PAGE EXCERPT:
::::::::::

Irish firms reach for the stars

In a month where much of the nation’s attention has focused on election politics and the arrival of winter storms, raising our gaze heavenwards provides a far more enticing prospect.

Irish firms reach for the stars

In a month where much of the nation’s attention has focused on election politics and the arrival of winter storms, raising our gaze heavenwards provides a far more enticing prospect.

When the European Space Agency’s (ESA) Solar Orbiter spacecraft launched from Cape Canaveral last week on a mission to the sun, it offered a vision of the future — and an emerging industry in which Ireland is destined to play a crucial role.

Our membership of the ESA, funded through the Department of Business, Enterprise and Innovation, has enabled Irish industry and research institutes to participate in the development of technologies for missions such as Solar Orbiter.

Dublin-based company Enbio is supplying the mission-critical thermal ‘Solar Black’ coating technology which will protect the spacecraft from the sun’s 500 degree celsius radiation.

Just 0.05 mm thick, the width of a human hair, and made from light titanium alloy, this “satellite sunscreen” will play a key role in the overall success of the mission.

Technology by another Irish company, Captec, is providing independent verification of the on-board software that will guide and control the spacecraft when in flight. In addition, Trinity College Dublin and the Dublin Institute for Advanced Studies received ESA funding to support the development of imaging software for the Stix instrument, one of 10 science instruments onboard.

Twenty years since its inception, and six years of construction, the Solar Orbiter is ready to study the sun up close. It will join with NASA’s Parker Solar Probe, which is already engaged in its mission.

Indeed, Ireland’s role in the study of outer space cosmos goes back much further than the extended preparation for this mission. When the first man to walk on the moon, Neil Armstrong, visited Ireland in 1976, he expressed an interest in visiting Newgrange, the neolithic structure dating to 3,200BC possibly used by the Celts in their study of lunar and solar cycles.

Mr Armstrong noted the expertise of the ancients around the cosmological activity of the sun, moon and stars, and which was subsequently studied by Greek mathematicians Hippolytus and Pythagoras.

The first ever Irish National Space Strategy envisages our membership of the ESA, which dates back to 1975, enabling Irish companies tender for projects in this burgeoning sector. The strategy sets out a number of goals to achieve by 2025, including the doubling of revenue and employment in space-active Irish companies.

It also envisages supporting 100 companies to benefit from ESA engagement; doubling the value of contracts won through the EU Horizon programmes in space-related activities; and the development of a sustainable Earth Observation services sector based on advanced data analytics capability.

The delivery of these goals is underpinned by a target to increase Ireland’s overall public and private investment through ESA by 50% to an annual level of €32m by 2025. Commercial sales by Irish companies directly resulting from ESA support expanded from €43m in 2013 to more than €75m in 2015, and is projected to grow to €133m by 2020.

Companies involved in ESA contracts had a combined turnover of €274m in 2013, a figure that is projected to increase to more than €500m by the end of this year.

The international space sector is currently undergoing a rapid transformation due in large part to an increasing demand for services catering to the emergence of ‘Space 4.0’ — an evolution into an era characterised by increased private sector investment and interaction between governments and industry.

::::::::::

SOURCE MATERIAL:
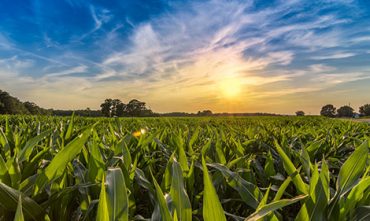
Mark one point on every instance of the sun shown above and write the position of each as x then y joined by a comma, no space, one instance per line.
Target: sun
230,87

::::::::::

REQUIRED ACTION:
From the article about Irish firms and space above, list every Irish company or research institute named as contributing to the Solar Orbiter mission.

TASK OUTPUT:
- Enbio
- Captec
- Trinity College Dublin
- Dublin Institute for Advanced Studies